[INPUT DATA]
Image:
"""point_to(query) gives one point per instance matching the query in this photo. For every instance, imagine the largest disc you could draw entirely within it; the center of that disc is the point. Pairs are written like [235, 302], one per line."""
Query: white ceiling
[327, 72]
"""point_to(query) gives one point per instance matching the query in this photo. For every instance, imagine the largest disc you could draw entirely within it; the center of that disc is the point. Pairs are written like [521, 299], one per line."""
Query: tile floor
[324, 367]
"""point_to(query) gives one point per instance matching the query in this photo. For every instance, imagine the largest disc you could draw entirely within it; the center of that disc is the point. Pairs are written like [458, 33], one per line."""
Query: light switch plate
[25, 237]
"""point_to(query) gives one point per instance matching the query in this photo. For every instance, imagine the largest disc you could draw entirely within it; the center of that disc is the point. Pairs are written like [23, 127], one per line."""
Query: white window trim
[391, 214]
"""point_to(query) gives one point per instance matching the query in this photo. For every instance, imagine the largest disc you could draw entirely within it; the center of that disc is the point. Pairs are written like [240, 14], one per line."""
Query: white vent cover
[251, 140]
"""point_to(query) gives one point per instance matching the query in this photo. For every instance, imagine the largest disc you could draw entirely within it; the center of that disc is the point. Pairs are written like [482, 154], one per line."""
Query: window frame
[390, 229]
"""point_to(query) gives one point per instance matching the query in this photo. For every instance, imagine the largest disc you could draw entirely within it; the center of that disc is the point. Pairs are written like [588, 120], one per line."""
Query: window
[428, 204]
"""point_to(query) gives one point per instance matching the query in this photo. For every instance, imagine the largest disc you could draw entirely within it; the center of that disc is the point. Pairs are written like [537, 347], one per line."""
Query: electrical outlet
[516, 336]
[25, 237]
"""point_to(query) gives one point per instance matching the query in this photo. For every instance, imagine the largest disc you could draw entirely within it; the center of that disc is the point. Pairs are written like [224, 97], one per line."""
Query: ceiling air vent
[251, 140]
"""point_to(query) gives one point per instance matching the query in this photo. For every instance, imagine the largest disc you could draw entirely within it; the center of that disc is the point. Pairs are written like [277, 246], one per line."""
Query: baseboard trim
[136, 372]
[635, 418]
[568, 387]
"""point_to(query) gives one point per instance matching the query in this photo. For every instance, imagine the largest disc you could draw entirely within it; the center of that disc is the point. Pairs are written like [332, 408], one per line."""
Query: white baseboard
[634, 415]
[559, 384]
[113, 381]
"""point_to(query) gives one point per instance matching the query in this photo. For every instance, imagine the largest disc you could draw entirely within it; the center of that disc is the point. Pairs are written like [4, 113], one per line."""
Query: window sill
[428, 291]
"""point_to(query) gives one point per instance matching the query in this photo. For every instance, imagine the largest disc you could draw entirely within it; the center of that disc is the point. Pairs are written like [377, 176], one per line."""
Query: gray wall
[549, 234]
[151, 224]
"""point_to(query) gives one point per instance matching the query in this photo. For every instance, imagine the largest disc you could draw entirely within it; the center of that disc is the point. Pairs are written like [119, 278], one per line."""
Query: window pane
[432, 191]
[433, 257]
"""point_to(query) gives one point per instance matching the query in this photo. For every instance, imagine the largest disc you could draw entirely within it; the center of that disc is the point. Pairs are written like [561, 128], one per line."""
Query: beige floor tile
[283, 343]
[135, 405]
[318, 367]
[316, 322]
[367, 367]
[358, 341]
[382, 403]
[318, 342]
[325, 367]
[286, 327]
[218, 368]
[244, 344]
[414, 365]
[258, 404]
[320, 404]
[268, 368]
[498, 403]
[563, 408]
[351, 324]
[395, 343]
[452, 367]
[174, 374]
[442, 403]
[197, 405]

[TASK OBJECTIVE] Quote all of the material above word for word, with every line unchanged and in its original order.

[RESPONSE TO THE EXERCISE]
Image:
"""point_to(query) gives one point per instance matching the query in this photo. For every instance, imagine the largest disc you could draw entirely within it; the center of that disc is the point. Pairs are written like [235, 302], one per line."""
Query: white ceiling
[327, 72]
"""point_to(query) gives one point per instance matching the query in this photo. For every instance, imagine the largest disc you could draw entirely within it; the center of that disc is the point. Pairs are written like [521, 299], one per line."""
Query: tile floor
[324, 367]
"""point_to(query) gives one point per instance matching the query in this photo. For every instance, imagine the largest disc you could draw entirely within it; the center of that disc is the point. Pairs are written like [458, 33], one per line."""
Query: light switch plate
[25, 237]
"""point_to(query) gives one point per instance matching the query in this photo. For every instance, imagine the largest disc you could draw entirely within it; the center of that disc is the point. Pairs are written like [23, 127], one per line."""
Query: white window trim
[391, 214]
"""point_to(query) gives one point per instance matching the query in this photo. For every instance, imagine the largest disc you could draw entirely within it; the center of that disc is the point. Pairs are written like [240, 14], one per line."""
Query: white vent cover
[251, 140]
"""point_to(query) gives one point per instance matching the query in this photo. For every instance, imagine the largest disc you could draw entirely within it; the center of that disc is the point. Pairs are written like [482, 154], one per line."""
Query: window frame
[390, 229]
"""point_to(query) gives one point per instance matching the query in this photo. For every instance, imagine the largest disc you could draw entirely within it; the center of that disc is the point. Pairs are written like [588, 120], one per line."""
Query: window
[428, 204]
"""point_to(query) gives one point per instance matching the query in this photo. For every instance, imagine the largest disc you could draw entirely within it; the center of that disc is the point. Pairs are written like [537, 347], one per line."""
Query: electrical outlet
[516, 336]
[25, 237]
"""point_to(query) gives one point per instance matching the query in this photo. For every instance, imagine the largest disc you could draw entirely within it; the center of that disc is the point. Pairs are written like [224, 97], one per line."""
Query: ceiling air vent
[251, 140]
"""point_to(query) gives one point per instance matching the query in this photo. For every instance, imagine the largest disc you could draw entirely within it; the center of that disc is the point. Pairs are written like [277, 246], one per line."""
Query: baseboard trim
[136, 372]
[635, 418]
[568, 387]
"""point_to(query) gives one point per instance matching the query in this photo. For every instance, imagine the largest disc you could draw entirely within it; the center of that disc is the point. Pairs are written like [332, 408], one per line."""
Query: white baseboard
[634, 415]
[559, 384]
[113, 381]
"""point_to(query) gives one point per instance matching the query in this photo. For every instance, imagine the largest disc you could draw entirely within it; the center of that disc is the point. Pairs are written like [4, 113], one per line."""
Query: window sill
[428, 291]
"""point_to(query) gives one point per instance matching the query in this photo. For every instance, imagine the largest disc you could draw entirely within it; the center of that disc is the point. Pairs are written like [377, 176], one per line."""
Query: gray wall
[549, 234]
[151, 224]
"""point_to(query) gives one point per instance matching the query in this photo. For every instance, imagine the largest disc you could draw entirely within it; the center of that disc is the point. Pairs are written like [119, 278], one per line."""
Query: window pane
[432, 191]
[433, 257]
"""point_to(query) gives one point per instance matching the query in this photo. For every instance, imagine the largest disc you could draw entirely within it; the center of that disc is the point. Pairs are written like [561, 128], one per line."""
Query: beige floor tile
[283, 343]
[135, 405]
[318, 367]
[316, 322]
[367, 367]
[358, 341]
[382, 403]
[318, 342]
[325, 367]
[286, 327]
[218, 368]
[244, 344]
[414, 365]
[258, 404]
[320, 404]
[268, 368]
[498, 403]
[563, 408]
[351, 324]
[395, 343]
[452, 367]
[174, 374]
[442, 403]
[197, 405]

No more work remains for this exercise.